Dataset entries:

--------------------------------

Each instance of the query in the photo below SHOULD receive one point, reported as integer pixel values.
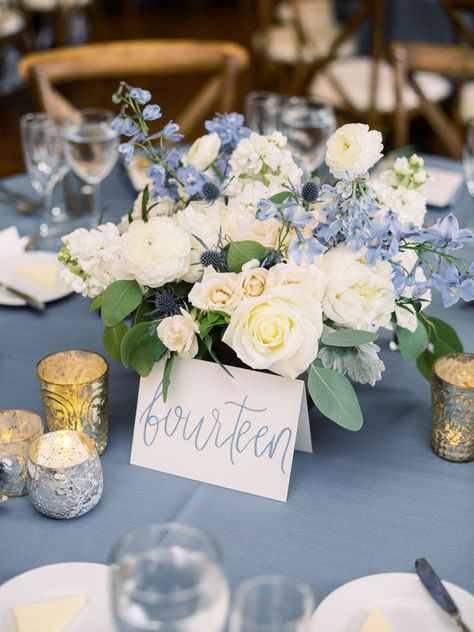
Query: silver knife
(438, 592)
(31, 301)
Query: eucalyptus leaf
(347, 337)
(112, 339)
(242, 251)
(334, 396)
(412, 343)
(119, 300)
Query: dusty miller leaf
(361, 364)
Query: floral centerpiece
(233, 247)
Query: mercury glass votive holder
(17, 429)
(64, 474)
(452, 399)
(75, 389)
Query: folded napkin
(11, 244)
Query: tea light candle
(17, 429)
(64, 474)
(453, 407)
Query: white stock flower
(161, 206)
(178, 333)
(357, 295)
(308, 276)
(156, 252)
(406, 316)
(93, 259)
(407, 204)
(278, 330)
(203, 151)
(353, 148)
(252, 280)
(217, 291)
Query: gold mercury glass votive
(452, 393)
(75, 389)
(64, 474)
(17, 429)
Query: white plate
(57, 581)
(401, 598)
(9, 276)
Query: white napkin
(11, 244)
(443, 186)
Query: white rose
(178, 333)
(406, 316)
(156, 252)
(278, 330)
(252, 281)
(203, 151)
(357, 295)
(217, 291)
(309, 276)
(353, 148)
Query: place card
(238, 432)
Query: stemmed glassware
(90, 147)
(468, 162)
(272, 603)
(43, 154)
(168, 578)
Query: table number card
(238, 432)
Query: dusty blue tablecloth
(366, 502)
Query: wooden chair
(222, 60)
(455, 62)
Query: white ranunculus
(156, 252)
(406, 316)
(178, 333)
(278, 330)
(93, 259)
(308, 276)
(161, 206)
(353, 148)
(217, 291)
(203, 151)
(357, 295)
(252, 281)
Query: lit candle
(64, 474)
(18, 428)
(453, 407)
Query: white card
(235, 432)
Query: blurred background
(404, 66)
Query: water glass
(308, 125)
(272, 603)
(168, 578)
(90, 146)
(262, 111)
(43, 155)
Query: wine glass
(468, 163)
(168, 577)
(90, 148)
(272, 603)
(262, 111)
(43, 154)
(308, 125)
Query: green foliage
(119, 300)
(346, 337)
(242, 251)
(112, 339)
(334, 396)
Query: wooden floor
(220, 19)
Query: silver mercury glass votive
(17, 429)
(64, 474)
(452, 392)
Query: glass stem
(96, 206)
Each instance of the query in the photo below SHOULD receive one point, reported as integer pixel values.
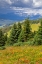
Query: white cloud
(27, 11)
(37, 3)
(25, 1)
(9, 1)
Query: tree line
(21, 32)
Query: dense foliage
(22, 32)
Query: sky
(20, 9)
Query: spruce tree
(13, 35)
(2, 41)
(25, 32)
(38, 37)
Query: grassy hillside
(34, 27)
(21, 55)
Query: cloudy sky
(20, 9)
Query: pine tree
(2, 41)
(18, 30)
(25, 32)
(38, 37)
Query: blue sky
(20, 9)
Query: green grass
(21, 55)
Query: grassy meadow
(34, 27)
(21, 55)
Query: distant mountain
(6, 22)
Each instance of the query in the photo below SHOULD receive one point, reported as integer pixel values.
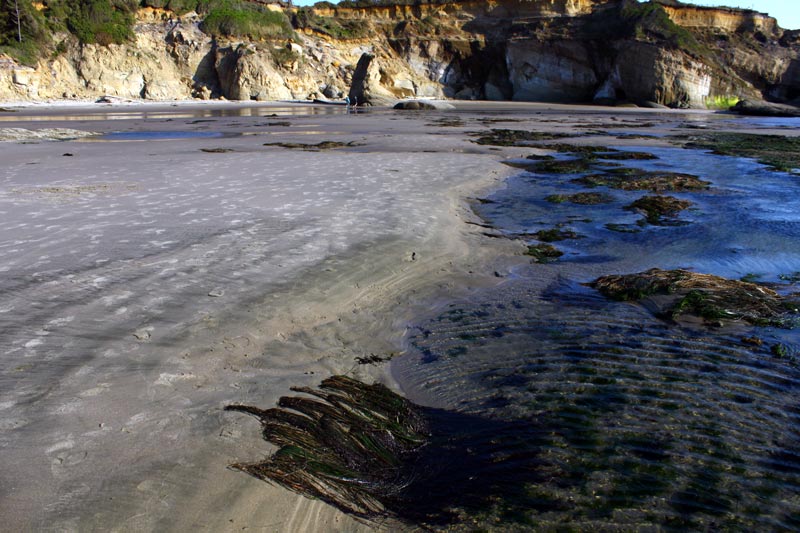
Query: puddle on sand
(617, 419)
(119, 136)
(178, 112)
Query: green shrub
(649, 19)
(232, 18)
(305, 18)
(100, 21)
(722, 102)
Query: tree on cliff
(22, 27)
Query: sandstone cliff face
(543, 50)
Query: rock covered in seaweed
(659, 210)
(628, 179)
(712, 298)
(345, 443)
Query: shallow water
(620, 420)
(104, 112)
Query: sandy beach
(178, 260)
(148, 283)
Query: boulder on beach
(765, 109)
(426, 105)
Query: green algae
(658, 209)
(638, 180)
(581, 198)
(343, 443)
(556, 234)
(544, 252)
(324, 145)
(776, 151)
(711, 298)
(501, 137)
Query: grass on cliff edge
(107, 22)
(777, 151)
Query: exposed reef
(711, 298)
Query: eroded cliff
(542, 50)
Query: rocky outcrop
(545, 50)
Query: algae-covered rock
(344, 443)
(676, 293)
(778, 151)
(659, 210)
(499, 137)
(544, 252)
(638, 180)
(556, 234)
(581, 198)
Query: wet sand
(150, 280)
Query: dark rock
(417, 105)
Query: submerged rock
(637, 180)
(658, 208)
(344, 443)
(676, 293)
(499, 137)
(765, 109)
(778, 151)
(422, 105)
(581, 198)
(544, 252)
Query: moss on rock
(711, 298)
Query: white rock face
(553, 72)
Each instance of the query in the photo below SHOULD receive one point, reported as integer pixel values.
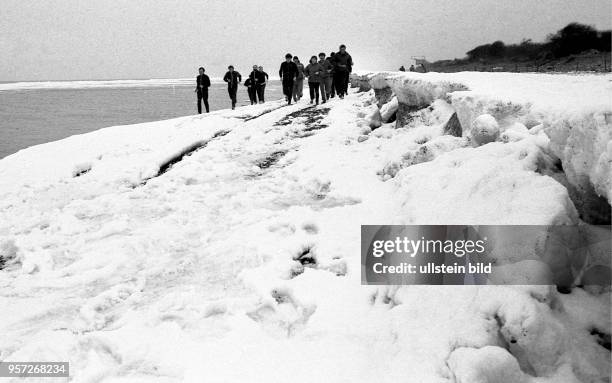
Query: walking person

--------------------------------

Brief -> Return each line above word for word. Skip the pictures.

Result ->
Each instance of the query in the photo below SHOULD receive one point, reported as integer pixel values.
Query: silver knife
(438, 592)
(31, 301)
Query: eucalyptus leaf
(347, 337)
(112, 339)
(242, 251)
(334, 396)
(412, 343)
(119, 300)
Query: dusty miller leaf
(361, 364)
Query: floral centerpiece
(233, 247)
Query: mercury glass votive holder
(17, 429)
(64, 474)
(452, 399)
(75, 389)
Query: folded napkin
(11, 244)
Query: tea light candle
(17, 429)
(64, 474)
(453, 407)
Query: white stock flower
(161, 206)
(178, 333)
(357, 295)
(308, 276)
(156, 252)
(406, 316)
(93, 259)
(407, 204)
(278, 330)
(203, 151)
(353, 148)
(252, 280)
(217, 291)
Query: gold mercury glass votive
(452, 393)
(75, 389)
(64, 474)
(17, 429)
Query: white plate
(57, 581)
(401, 598)
(9, 276)
Query: white napkin
(11, 244)
(443, 186)
Query: white rose
(178, 333)
(406, 316)
(156, 252)
(278, 330)
(252, 281)
(203, 151)
(357, 295)
(217, 291)
(309, 276)
(353, 148)
Query: place card
(238, 432)
Query: stemmed glassware
(90, 147)
(468, 162)
(272, 603)
(43, 154)
(168, 578)
Query: table number card
(238, 432)
Query: dusty blue tablecloth
(366, 502)
Query: wooden chair
(222, 60)
(455, 62)
Query: white ranunculus
(156, 252)
(406, 316)
(178, 333)
(278, 330)
(93, 259)
(308, 276)
(161, 206)
(353, 148)
(217, 291)
(203, 151)
(357, 295)
(252, 281)
Query: lit candle
(64, 474)
(18, 428)
(453, 407)
Query: white card
(235, 432)
Query: blurred background
(404, 66)
Query: water glass
(308, 125)
(272, 603)
(168, 578)
(90, 146)
(262, 111)
(43, 155)
Query: wine glass
(468, 163)
(168, 577)
(90, 148)
(272, 603)
(262, 111)
(43, 154)
(308, 125)
Query: green foliage
(119, 300)
(346, 337)
(242, 251)
(112, 339)
(334, 396)
Query: wooden floor
(220, 19)
Query: silver mercury glass votive
(17, 429)
(64, 474)
(452, 392)
Query: glass stem
(96, 206)
Each instance of the query in the photo below SHOULD receive one point, reported as integer pixel values.
Query: white cloud
(27, 11)
(37, 3)
(25, 1)
(9, 1)
Query: tree line
(21, 32)
Query: dense foliage
(22, 32)
Query: sky
(20, 9)
Query: spruce tree
(13, 35)
(2, 41)
(25, 32)
(38, 37)
Query: grassy hillside
(34, 27)
(21, 55)
Query: cloudy sky
(20, 9)
Query: pine tree
(2, 41)
(18, 30)
(25, 32)
(38, 37)
Query: blue sky
(20, 9)
Query: green grass
(21, 55)
Query: grassy meadow
(34, 27)
(21, 55)
Query: distant mountain
(6, 22)
Each instance of the query in the photo below SHOULD receive one point, reported as integer pixel values.
Query: puddle on sand
(617, 419)
(119, 136)
(178, 112)
Query: green shrub
(649, 19)
(232, 18)
(305, 18)
(100, 21)
(722, 102)
Query: tree on cliff
(22, 27)
Query: sandstone cliff face
(543, 50)
Query: rock covered in seaweed
(659, 210)
(628, 179)
(712, 298)
(345, 443)
Query: shallow water
(620, 420)
(104, 112)
Query: sandy beach
(178, 260)
(148, 283)
Query: boulder on beach
(765, 109)
(426, 105)
Query: green algae
(658, 209)
(638, 180)
(581, 198)
(343, 443)
(556, 234)
(544, 252)
(324, 145)
(776, 151)
(711, 298)
(501, 137)
Query: grass on cliff edge
(107, 22)
(777, 151)
Query: exposed reef
(711, 298)
Query: eroded cliff
(542, 50)
Query: rocky outcrop
(545, 50)
Query: algae-covered rock
(344, 443)
(676, 293)
(778, 151)
(659, 210)
(499, 137)
(544, 252)
(638, 180)
(556, 234)
(581, 198)
Query: wet sand
(150, 280)
Query: dark rock
(417, 105)
Query: submerged rock
(637, 180)
(658, 208)
(344, 443)
(676, 293)
(499, 137)
(765, 109)
(778, 151)
(422, 105)
(581, 198)
(544, 252)
Query: moss on rock
(711, 298)
Query: white rock face
(553, 72)
Each instance of the query in the photo below SHOULD receive one point, reported as integer pixel values.
Query: walking person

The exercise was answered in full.